[Collected data entries]
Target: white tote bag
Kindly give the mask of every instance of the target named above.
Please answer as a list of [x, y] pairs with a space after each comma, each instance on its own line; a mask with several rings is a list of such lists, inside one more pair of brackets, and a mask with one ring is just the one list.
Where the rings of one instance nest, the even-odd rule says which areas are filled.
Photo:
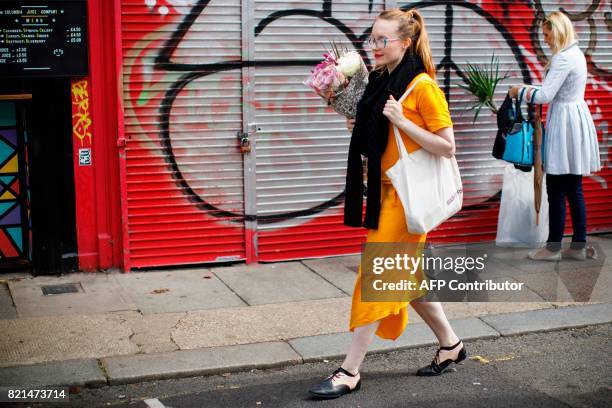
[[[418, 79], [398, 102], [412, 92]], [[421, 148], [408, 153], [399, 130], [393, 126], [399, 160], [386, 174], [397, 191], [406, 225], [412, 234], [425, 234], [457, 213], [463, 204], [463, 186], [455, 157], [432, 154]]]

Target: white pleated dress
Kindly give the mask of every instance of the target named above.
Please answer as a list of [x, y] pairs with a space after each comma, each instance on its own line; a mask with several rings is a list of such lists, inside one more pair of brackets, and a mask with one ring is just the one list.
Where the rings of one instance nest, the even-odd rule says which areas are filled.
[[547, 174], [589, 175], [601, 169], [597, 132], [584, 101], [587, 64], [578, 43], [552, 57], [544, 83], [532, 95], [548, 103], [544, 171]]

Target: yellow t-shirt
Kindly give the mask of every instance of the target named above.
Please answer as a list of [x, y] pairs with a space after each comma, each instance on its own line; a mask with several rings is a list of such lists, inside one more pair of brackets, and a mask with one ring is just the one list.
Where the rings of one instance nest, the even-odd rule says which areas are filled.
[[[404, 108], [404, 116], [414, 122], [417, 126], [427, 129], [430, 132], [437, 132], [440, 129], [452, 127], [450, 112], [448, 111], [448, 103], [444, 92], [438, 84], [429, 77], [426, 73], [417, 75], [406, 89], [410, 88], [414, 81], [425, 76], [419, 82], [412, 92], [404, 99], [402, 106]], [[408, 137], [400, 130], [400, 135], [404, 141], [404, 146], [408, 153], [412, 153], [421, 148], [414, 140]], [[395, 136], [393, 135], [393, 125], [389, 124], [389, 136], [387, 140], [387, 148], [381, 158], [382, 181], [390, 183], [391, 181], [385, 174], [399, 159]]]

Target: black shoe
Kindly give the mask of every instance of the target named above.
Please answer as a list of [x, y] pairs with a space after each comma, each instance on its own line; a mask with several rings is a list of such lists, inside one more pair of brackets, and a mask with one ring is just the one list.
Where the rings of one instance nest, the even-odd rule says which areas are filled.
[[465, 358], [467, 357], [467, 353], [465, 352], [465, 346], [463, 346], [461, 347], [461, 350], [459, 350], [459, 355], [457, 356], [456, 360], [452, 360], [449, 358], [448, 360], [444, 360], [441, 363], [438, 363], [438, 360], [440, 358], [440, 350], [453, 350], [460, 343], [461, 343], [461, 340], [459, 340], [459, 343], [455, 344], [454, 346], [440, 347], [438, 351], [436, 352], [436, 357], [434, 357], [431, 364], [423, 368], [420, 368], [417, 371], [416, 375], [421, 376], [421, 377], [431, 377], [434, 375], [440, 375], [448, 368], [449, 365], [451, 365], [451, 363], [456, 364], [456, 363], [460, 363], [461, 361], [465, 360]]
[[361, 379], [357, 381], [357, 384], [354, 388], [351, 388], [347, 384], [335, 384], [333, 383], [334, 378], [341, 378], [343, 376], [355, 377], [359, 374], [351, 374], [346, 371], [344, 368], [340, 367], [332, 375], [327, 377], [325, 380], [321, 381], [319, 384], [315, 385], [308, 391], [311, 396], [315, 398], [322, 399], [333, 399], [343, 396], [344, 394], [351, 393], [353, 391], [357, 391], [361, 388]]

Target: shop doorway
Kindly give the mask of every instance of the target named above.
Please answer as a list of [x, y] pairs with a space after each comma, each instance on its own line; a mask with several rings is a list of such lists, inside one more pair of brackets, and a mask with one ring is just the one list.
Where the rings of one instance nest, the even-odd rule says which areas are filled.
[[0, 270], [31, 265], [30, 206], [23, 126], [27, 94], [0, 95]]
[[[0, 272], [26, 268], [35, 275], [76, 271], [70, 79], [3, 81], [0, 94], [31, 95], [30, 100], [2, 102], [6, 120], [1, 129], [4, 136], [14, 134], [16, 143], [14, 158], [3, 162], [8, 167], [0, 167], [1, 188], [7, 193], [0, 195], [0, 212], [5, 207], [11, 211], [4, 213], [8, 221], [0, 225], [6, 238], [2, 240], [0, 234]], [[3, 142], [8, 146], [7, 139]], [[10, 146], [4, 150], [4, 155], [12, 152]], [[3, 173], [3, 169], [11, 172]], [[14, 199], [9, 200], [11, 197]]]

Problem to work on>
An exact copy of the lines above, from the one containing "Target: white pleated dress" through the one containing "Target: yellow t-shirt", is the whole of the answer.

Task response>
Target: white pleated dress
Kindly give the mask of every instance of the target named above.
Please answer as a list of [x, y] pairs with a space after each comma, each instance on its own line; a mask with several rings is a list of such lists, inside one more pair of brackets, and a mask with one ring is just the one list.
Where the rings of one instance nest, the even-odd rule says which areas are filled.
[[547, 174], [589, 175], [601, 169], [597, 132], [584, 101], [587, 64], [578, 43], [552, 57], [544, 83], [532, 95], [548, 103], [544, 171]]

Target: yellow t-shirt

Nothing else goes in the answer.